## Отрывок
+ + + + + + +

Наконец, в разделах, посвященных языку, тексту, интерпретации, понятие "реальность" выступает как оппозиция понятию "текст". В таком случае текст есть система, получающая свой смысл только через соотнесение с реальностью, высвечивающая в реальности те или иные смысловые связи. В данном контексте мы позволяем себе использовать слово "реальность" вместо словосочетания "фрагмент реальности", в результате чего оказывается возможным ставить вопрос "с какой реальностью соотнесён данный текст?" Имеется в виду, знание какого фрагмента реальности, каких вещей, процессов и связей между ними позволит читателю прочесть текст и понять его.

Под словом «образ» мы везде понимаем субъективный образ. Субъективный образ - это представленность вещи в сознании, конструируемая средствами чувственного восприятия и неосознаваемого анализа-синтеза при участии накопленного опыта; это психическая фиксация явления вещи человеческому сознанию. Образ может быть процессуальным или картинным, оформленным или "кластерным". Образ не отражает в себе абсолютно все черты и свойства воспринятой вещи, он отражает только то, что человек готов был увидеть,

воспринять - в соответствии с накопленным ранее опытом, с индивидуальными особенностями образно-понятийной системы, с установкой, действовавшей в момент восприятия, Вообще говоря, в образе есть только то, что потенциально может быть "логизировано", осознано как отличное от всего иного. Поэтому в образе гораздо меньше хаотического и случайного, чем в самой вещи, и поэтому образ можно уподобить эйдосу, хотя образ всё же вторичен по отношению к вещи и "привязан" к материально-временному плану.

Понятие - это логико-фигурный образ, обобщающий представления о ряде вещей или процессов и через то выявляющий их причастность к некоторой идее. Пользуясь лосевским пониманием логоса, мы можем сказать, что понятие формируется в результате логического прояснения образов воспринятого, которое происходит в нашем сознании. Если же быть более точным, то целостные образы, которые мы можем ухватить внутренним взором, сформировались в результате многих и многих (логических) расчленений и синтезов, происходящих на уровне ниже осознания; в свою очередь, готовый образ мы можем уже по своей воле поместить в логическую сетку имеющейся у нас понятийной системы и подвергнуть словесному прОмысливанию, связывая с теми или иными понятиями. В понятии всегда сохраняется связь с образами, логическим срезом и обобщением которых оно является.

Все образы и понятия, существующие в сознании конкретного человека, составляют образно-понятийную систему (ОПС) - поверхностный, т.е, доступный для рефлексии, слой субъективной картины мира.

+ + + + + + +

## Показанный перечень
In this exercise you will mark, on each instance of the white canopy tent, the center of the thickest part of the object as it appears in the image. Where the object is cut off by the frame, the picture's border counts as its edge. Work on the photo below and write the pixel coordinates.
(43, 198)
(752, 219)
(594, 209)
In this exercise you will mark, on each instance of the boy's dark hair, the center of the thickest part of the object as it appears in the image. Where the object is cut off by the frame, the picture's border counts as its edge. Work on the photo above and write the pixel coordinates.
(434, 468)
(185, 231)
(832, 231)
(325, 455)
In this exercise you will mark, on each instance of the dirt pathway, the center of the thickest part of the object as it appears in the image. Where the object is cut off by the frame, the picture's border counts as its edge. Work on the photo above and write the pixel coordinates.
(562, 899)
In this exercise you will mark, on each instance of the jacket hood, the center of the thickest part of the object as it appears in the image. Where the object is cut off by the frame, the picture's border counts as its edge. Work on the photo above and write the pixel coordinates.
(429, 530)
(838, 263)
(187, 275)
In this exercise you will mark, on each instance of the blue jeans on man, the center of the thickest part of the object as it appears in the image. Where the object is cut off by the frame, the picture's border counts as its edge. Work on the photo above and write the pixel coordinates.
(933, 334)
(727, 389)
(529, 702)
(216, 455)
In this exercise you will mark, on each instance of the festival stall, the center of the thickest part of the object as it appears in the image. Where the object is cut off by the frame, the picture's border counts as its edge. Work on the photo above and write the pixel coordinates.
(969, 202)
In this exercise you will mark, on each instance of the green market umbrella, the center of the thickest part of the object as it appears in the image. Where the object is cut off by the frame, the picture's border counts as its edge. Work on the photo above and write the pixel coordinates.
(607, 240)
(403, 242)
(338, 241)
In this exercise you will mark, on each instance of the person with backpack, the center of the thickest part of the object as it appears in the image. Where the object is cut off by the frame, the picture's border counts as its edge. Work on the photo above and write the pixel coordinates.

+ + + + + + +

## Порядок работы
Выпишите из отрывка об образе и понятии без изменений участок от слов «Понятие - это» до слов «которых оно является.». Перечень здесь никакой роли не играет.

## Ответ на задание
Понятие - это логико-фигурный образ, обобщающий представления о ряде вещей или процессов и через то выявляющий их причастность к некоторой идее. Пользуясь лосевским пониманием логоса, мы можем сказать, что понятие формируется в результате логического прояснения образов воспринятого, которое происходит в нашем сознании. Если же быть более точным, то целостные образы, которые мы можем ухватить внутренним взором, сформировались в результате многих и многих (логических) расчленений и синтезов, происходящих на уровне ниже осознания; в свою очередь, готовый образ мы можем уже по своей воле поместить в логическую сетку имеющейся у нас понятийной системы и подвергнуть словесному прОмысливанию, связывая с теми или иными понятиями. В понятии всегда сохраняется связь с образами, логическим срезом и обобщением которых оно является.